Given text
Their new paper provides a how-to tutorial for using the code to process PALM images through Amazon Cloud, helping the other labs achieve similar increases in speed.
Other researchers on the study were: Xiaolin Nan, of Oregon Health and Science University School of Medicine, and Sengupta Prabuddha, of The Eunice Kennedy Shriver National Institute of Child Health and Human Development, National Institutes of Health.
The research was supported by the Waitt Foundation.
Comments (9)
by twm114
‘from nine days to under three and a half hours’ – beautiful! So can we expect a lot more pictures?
by Damon
Define human.
by Glen Lincoln
I still don’t understand how doing ginormous super computer calculations has the ability to make microscopes perform better in spite of the wavelength of light not permitting ten nanometer size imaging. There’s a gap in my conceptualization of the trick here, but I gotta say, I commend you for an exceptionally interesting and readable article.

Material supplied
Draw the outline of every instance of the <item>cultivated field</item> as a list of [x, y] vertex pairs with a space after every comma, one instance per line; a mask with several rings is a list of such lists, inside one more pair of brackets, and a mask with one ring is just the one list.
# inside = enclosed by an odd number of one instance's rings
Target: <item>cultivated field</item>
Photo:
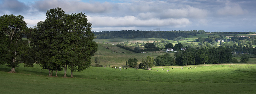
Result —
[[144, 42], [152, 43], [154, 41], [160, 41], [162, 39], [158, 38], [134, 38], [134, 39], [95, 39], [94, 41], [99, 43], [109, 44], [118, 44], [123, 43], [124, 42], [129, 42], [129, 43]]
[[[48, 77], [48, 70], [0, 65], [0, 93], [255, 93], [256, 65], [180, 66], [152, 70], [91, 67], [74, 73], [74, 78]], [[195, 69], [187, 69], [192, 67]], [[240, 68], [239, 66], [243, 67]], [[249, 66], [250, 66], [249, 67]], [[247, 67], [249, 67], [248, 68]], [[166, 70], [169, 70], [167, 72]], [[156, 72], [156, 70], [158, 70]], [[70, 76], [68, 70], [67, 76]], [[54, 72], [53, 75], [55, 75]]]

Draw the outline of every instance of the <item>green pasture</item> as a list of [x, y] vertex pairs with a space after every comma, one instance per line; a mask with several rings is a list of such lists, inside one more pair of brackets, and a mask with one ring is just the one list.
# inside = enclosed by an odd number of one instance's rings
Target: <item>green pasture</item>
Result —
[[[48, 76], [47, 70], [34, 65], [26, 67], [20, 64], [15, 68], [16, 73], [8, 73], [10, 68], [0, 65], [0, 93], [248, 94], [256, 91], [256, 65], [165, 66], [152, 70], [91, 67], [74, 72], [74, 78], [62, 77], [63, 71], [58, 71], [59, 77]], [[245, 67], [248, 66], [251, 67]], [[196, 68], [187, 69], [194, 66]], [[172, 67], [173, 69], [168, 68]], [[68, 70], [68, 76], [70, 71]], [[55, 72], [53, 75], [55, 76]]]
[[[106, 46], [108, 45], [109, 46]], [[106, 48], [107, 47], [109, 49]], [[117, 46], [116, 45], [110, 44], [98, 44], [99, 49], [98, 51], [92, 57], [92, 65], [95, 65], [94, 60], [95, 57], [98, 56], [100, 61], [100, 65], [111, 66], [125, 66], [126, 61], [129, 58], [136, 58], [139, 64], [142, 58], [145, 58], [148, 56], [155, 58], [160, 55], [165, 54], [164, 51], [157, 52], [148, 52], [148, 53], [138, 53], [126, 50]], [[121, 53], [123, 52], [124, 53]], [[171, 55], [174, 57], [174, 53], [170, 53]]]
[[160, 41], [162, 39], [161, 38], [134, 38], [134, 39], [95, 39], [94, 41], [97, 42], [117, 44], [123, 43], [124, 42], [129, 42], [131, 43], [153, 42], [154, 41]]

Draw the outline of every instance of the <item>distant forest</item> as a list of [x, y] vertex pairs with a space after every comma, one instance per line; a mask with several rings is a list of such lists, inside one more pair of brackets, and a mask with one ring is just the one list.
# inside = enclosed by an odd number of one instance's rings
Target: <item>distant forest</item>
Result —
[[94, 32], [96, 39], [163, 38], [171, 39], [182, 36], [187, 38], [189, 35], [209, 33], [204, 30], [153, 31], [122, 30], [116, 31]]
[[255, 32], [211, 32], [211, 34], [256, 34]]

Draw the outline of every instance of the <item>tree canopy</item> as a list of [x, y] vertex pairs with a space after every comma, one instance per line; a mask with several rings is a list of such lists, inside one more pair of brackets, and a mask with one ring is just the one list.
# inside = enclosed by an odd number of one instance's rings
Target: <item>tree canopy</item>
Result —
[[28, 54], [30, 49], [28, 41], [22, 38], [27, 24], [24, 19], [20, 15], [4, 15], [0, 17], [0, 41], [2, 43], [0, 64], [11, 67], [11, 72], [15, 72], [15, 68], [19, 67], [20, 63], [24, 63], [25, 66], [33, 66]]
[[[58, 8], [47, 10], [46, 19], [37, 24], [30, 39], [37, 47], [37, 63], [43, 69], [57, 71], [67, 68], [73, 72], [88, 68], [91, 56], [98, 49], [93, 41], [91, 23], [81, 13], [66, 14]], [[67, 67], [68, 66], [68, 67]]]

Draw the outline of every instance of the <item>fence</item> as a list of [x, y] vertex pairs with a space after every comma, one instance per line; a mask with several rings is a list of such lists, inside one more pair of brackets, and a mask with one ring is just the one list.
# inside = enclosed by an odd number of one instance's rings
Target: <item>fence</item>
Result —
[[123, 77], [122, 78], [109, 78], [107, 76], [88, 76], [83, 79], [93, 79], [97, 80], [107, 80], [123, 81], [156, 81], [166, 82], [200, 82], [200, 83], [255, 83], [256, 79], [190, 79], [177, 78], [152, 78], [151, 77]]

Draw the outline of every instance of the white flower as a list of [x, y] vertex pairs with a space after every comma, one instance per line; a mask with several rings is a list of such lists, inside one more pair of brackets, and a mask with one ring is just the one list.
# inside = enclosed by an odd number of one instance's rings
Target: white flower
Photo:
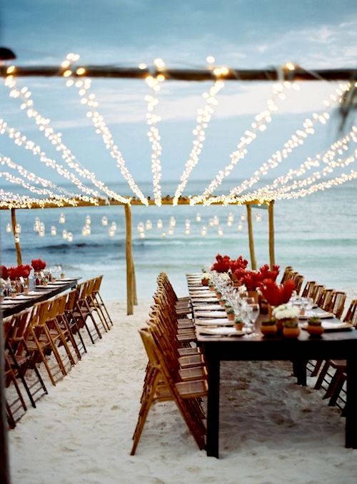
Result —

Task requirements
Transcribe the full passage on PALM image processing above, including its reader comments, without any alteration.

Completed task
Their new paper provides a how-to tutorial for using the code to process PALM images through Amazon Cloud, helping the other labs achieve similar increases in speed.
Other researchers on the study were: Xiaolin Nan, of Oregon Health and Science University School of Medicine, and Sengupta Prabuddha, of The Eunice Kennedy Shriver National Institute of Child Health and Human Development, National Institutes of Health.
The research was supported by the Waitt Foundation.
Comments (9)
by twm114
‘from nine days to under three and a half hours’ – beautiful! So can we expect a lot more pictures?
by Damon
Define human.
by Glen Lincoln
I still don’t understand how doing ginormous super computer calculations has the ability to make microscopes perform better in spite of the wavelength of light not permitting ten nanometer size imaging. There’s a gap in my conceptualization of the trick here, but I gotta say, I commend you for an exceptionally interesting and readable article.